- Problem:
Copy the entries out again in full.

______

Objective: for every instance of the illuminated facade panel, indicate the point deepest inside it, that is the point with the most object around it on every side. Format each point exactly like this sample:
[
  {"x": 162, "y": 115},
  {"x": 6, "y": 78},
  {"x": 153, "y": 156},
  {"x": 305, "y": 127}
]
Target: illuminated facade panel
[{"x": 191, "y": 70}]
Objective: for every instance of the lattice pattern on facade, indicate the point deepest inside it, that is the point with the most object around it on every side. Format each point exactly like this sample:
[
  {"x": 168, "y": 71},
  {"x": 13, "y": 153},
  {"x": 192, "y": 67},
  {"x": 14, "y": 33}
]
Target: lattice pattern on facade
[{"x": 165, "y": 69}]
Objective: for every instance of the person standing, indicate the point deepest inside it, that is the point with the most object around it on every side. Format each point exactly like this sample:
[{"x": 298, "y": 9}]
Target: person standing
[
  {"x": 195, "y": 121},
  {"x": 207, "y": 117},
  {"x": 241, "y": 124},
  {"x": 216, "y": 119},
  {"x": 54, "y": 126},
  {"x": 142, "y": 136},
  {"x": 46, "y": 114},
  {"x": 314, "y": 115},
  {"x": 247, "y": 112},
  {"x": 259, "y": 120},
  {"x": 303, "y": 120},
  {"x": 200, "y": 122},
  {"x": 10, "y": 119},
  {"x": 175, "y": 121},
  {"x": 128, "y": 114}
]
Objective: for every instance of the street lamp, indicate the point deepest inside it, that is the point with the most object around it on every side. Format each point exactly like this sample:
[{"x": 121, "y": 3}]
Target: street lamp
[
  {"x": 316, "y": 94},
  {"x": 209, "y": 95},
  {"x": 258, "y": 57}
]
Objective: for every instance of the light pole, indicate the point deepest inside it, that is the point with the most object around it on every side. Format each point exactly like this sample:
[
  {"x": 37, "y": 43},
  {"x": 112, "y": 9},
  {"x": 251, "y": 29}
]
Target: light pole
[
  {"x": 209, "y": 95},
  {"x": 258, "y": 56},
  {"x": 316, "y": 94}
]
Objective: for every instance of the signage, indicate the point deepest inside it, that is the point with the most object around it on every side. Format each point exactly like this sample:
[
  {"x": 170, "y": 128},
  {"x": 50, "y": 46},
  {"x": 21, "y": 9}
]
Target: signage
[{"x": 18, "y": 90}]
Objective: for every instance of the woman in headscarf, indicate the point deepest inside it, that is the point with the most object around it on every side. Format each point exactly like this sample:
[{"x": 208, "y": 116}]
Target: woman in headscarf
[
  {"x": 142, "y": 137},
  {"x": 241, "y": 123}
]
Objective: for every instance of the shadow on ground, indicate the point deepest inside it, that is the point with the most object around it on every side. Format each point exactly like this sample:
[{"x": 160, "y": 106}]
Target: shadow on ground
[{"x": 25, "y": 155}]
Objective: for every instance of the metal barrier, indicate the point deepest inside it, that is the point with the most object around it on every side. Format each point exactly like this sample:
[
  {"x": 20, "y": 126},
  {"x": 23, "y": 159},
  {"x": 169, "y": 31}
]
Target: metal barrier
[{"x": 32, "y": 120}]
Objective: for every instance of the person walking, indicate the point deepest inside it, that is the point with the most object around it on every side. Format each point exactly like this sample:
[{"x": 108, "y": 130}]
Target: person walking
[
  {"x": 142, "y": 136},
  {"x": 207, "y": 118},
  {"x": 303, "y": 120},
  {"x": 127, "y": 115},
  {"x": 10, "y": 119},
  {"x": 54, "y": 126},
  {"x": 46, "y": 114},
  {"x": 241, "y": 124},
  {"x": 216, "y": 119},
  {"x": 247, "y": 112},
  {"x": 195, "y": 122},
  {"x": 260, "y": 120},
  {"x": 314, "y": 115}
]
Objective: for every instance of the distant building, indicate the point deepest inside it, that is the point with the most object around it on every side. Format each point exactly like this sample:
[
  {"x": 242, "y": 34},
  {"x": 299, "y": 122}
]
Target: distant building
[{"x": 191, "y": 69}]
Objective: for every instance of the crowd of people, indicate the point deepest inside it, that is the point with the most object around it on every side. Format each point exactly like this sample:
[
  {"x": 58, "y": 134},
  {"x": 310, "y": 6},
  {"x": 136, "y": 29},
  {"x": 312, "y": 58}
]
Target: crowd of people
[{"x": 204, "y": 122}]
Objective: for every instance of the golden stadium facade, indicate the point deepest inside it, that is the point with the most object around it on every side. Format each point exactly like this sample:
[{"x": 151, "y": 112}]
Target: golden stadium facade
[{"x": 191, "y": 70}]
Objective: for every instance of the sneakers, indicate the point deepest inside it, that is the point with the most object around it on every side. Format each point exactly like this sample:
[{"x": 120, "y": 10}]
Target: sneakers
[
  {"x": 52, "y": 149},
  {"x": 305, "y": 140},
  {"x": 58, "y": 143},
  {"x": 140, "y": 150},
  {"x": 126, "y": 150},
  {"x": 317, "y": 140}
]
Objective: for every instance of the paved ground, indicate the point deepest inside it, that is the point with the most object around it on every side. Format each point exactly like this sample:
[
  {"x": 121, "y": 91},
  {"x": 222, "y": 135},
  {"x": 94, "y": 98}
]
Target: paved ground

______

- Output for this exercise:
Objective: for every instance of the illuminated facade panel, indicate the point deepest inside it, that is the point with the most object around it on every side. Format each point exactly like this sample:
[
  {"x": 162, "y": 115},
  {"x": 6, "y": 78},
  {"x": 153, "y": 156},
  {"x": 305, "y": 127}
]
Target: illuminated facade panel
[{"x": 191, "y": 70}]
Objective: for every instance of the lattice pattern on facade, indicate the point deepest inside it, that is the point with the most object around it on every side. Format each point exactly like this sample:
[
  {"x": 168, "y": 71},
  {"x": 13, "y": 153},
  {"x": 192, "y": 67},
  {"x": 14, "y": 33}
]
Target: lattice pattern on facade
[{"x": 165, "y": 69}]
Objective: for every instance of the person standing, indicate the point deepest inside it, that is the point with the most object around it on every side. Format each point exactly like this sample:
[{"x": 298, "y": 9}]
Target: person standing
[
  {"x": 195, "y": 121},
  {"x": 207, "y": 117},
  {"x": 241, "y": 124},
  {"x": 216, "y": 119},
  {"x": 54, "y": 126},
  {"x": 142, "y": 136},
  {"x": 46, "y": 114},
  {"x": 314, "y": 115},
  {"x": 247, "y": 112},
  {"x": 259, "y": 120},
  {"x": 303, "y": 120},
  {"x": 200, "y": 122},
  {"x": 10, "y": 119},
  {"x": 175, "y": 121},
  {"x": 128, "y": 114}
]
Objective: for every instance of the street lamp, indicate the point deepest inside it, that is the point with the most object around it on every side. Format each point exactly like this sample:
[{"x": 121, "y": 3}]
Target: street lamp
[
  {"x": 316, "y": 94},
  {"x": 209, "y": 95},
  {"x": 258, "y": 57}
]
Objective: for every instance of the light pole, indicate the point deepest inside it, that is the point with the most object around it on every side. Format each point exactly like this sample:
[
  {"x": 37, "y": 43},
  {"x": 112, "y": 9},
  {"x": 251, "y": 29}
]
Target: light pole
[
  {"x": 209, "y": 95},
  {"x": 258, "y": 56},
  {"x": 316, "y": 94}
]
Objective: for every instance of the signage, indicate the point deepest inside it, that is the point with the most object around it on every side. Format each point exactly like this sample:
[
  {"x": 170, "y": 128},
  {"x": 50, "y": 46},
  {"x": 21, "y": 9}
]
Target: signage
[{"x": 18, "y": 90}]
Objective: for every instance of the woman in headscarf, indicate the point deepest inside it, that is the point with the most object around it on every side. Format each point exactly like this sample:
[{"x": 208, "y": 116}]
Target: woman in headscarf
[
  {"x": 142, "y": 137},
  {"x": 241, "y": 123}
]
Objective: for every instance of the shadow on ground, indicate the point deepest inside it, that is the point with the most object around it on every side. Format each point exactly like this sample:
[{"x": 160, "y": 106}]
Target: shadow on ground
[{"x": 25, "y": 155}]
Objective: for every instance of the metal barrier, indicate the point deepest inside it, that is the point with the most object around it on every side. Format each point exactly like this sample:
[
  {"x": 20, "y": 126},
  {"x": 23, "y": 159},
  {"x": 169, "y": 31}
]
Target: metal barrier
[{"x": 32, "y": 120}]
Objective: for every instance of the person walking, indicate the point deepest inside it, that is the point with the most object around it on every side. Format each point exactly like this sample:
[{"x": 108, "y": 130}]
Target: person walking
[
  {"x": 142, "y": 136},
  {"x": 207, "y": 118},
  {"x": 303, "y": 120},
  {"x": 127, "y": 115},
  {"x": 10, "y": 119},
  {"x": 54, "y": 126},
  {"x": 46, "y": 114},
  {"x": 241, "y": 124},
  {"x": 216, "y": 119},
  {"x": 247, "y": 112},
  {"x": 195, "y": 122},
  {"x": 260, "y": 120},
  {"x": 314, "y": 115}
]
Objective: for every instance of the distant building, indicate the point deepest inside it, that is the point with the most object around it on every side. Format each point exactly like this sample:
[
  {"x": 242, "y": 34},
  {"x": 299, "y": 122}
]
Target: distant building
[{"x": 191, "y": 69}]
Objective: for every instance of the crowd of people, indicate the point deepest inside it, that is the point with the most object around it on every side. Format each point exactly like this sample:
[
  {"x": 58, "y": 134},
  {"x": 310, "y": 6},
  {"x": 136, "y": 29},
  {"x": 312, "y": 58}
]
Target: crowd of people
[{"x": 204, "y": 122}]
Objective: for every instance of the golden stadium facade, indicate the point deepest inside it, that is the point with the most object around it on every side. Format each point exactly like this sample:
[{"x": 151, "y": 112}]
Target: golden stadium facade
[{"x": 191, "y": 70}]
Objective: for every instance of the sneakers, indicate the point deepest inside it, that is the point with the most object around it on every side. Format each point exactly like this sample:
[{"x": 120, "y": 10}]
Target: sneakers
[
  {"x": 52, "y": 149},
  {"x": 305, "y": 140},
  {"x": 58, "y": 143},
  {"x": 140, "y": 150},
  {"x": 126, "y": 150},
  {"x": 317, "y": 140}
]
Objective: for every instance of the paved ground, indicate the point deepest inside it, that is the point with the most object around it on every side. Format each point exactly like this sample:
[
  {"x": 121, "y": 91},
  {"x": 222, "y": 135},
  {"x": 94, "y": 98}
]
Target: paved ground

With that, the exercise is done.